• **What to produce**:
Revise the point placement records from the line holding "of the paved" through the end of the records, inclusive, changing "bare tree" to "leafless tree" and keeping everything else the same.

═════ Input data

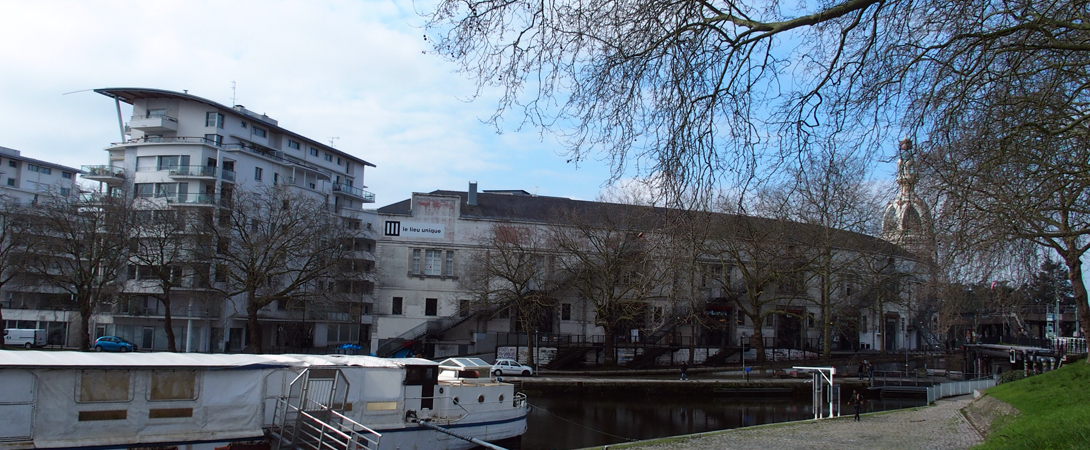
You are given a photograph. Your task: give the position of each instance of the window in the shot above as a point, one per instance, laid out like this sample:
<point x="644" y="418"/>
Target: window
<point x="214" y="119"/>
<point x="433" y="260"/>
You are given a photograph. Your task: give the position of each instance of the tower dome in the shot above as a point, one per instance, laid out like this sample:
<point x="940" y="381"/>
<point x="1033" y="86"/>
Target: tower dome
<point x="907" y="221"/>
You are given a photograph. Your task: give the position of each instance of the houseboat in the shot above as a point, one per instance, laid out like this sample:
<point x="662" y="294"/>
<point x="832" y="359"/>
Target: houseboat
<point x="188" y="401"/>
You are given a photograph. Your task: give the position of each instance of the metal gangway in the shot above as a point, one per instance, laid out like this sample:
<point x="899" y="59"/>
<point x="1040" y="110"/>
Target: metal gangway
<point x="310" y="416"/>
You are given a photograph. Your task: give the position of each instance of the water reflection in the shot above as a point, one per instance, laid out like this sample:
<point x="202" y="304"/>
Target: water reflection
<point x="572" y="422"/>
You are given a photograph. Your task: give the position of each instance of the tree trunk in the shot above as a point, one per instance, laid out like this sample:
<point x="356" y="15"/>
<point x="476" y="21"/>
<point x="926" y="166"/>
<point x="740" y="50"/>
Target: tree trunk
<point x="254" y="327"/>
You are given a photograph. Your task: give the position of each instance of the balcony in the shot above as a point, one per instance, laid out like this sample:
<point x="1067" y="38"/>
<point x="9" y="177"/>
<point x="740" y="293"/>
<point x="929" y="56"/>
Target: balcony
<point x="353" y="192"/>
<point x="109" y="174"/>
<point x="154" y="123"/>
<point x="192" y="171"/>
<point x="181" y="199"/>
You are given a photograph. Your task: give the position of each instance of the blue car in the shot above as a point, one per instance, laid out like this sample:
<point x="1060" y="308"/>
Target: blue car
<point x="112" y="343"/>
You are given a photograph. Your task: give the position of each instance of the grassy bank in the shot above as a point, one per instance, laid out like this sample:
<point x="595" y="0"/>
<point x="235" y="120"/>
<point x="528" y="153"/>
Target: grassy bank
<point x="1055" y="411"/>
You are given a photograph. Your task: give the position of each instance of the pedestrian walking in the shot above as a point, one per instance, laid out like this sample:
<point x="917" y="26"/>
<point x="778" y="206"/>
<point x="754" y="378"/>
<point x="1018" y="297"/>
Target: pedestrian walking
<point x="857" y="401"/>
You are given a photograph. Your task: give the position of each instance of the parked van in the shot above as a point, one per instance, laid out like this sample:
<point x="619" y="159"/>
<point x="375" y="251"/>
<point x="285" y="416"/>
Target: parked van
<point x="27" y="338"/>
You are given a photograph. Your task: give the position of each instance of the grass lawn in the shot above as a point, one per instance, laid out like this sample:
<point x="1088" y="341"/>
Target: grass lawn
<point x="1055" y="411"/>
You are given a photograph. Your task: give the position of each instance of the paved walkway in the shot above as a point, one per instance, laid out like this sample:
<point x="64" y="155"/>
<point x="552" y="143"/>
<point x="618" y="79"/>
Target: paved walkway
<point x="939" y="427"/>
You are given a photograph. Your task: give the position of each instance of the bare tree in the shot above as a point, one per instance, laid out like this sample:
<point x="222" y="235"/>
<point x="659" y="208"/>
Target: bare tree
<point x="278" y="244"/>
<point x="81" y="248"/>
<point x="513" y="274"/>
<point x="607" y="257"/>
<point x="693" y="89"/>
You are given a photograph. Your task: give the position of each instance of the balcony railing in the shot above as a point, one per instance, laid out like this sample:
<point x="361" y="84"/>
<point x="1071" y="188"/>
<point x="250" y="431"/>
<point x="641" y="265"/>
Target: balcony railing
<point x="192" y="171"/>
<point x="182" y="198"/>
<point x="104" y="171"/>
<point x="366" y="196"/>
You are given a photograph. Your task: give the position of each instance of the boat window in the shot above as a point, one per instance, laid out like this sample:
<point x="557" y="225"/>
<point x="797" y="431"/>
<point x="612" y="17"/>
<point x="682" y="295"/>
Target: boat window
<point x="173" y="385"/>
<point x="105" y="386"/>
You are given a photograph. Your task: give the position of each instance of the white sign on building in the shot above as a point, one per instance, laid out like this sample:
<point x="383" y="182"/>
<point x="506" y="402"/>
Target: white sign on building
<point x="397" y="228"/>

══════════

• **The solution**:
You are given a photograph. Your task: give the position of each instance of the paved walkway in the shot above as a point, one per instance, laid out like this sample:
<point x="64" y="155"/>
<point x="552" y="143"/>
<point x="618" y="79"/>
Target: paved walkway
<point x="939" y="427"/>
You are given a photograph. Your task: give the position of each instance of the leafless tree in the shot above as a point, one per instance, laid out like this sample:
<point x="222" y="235"/>
<point x="659" y="208"/>
Target: leafless tree
<point x="278" y="244"/>
<point x="81" y="248"/>
<point x="513" y="274"/>
<point x="607" y="257"/>
<point x="693" y="89"/>
You are given a photograph. Your task: give the position of each instance of the balcony railing in the shot above as a point, one per instance, laid out like this sample:
<point x="361" y="84"/>
<point x="1071" y="188"/>
<point x="250" y="431"/>
<point x="641" y="265"/>
Target: balcony railing
<point x="192" y="171"/>
<point x="182" y="198"/>
<point x="104" y="171"/>
<point x="366" y="196"/>
You are given a photograph. Your task: give the position of each instance of the boat window in the shot above as a point, one per instance, laid out like this sample:
<point x="557" y="225"/>
<point x="797" y="431"/>
<point x="612" y="17"/>
<point x="682" y="295"/>
Target: boat window
<point x="173" y="385"/>
<point x="105" y="386"/>
You are given a photograph. Your task: give the position of each instance of the white sign on building in the shot above as a point, one per instance, laid out like this sample:
<point x="383" y="182"/>
<point x="506" y="402"/>
Target: white sign on building
<point x="397" y="228"/>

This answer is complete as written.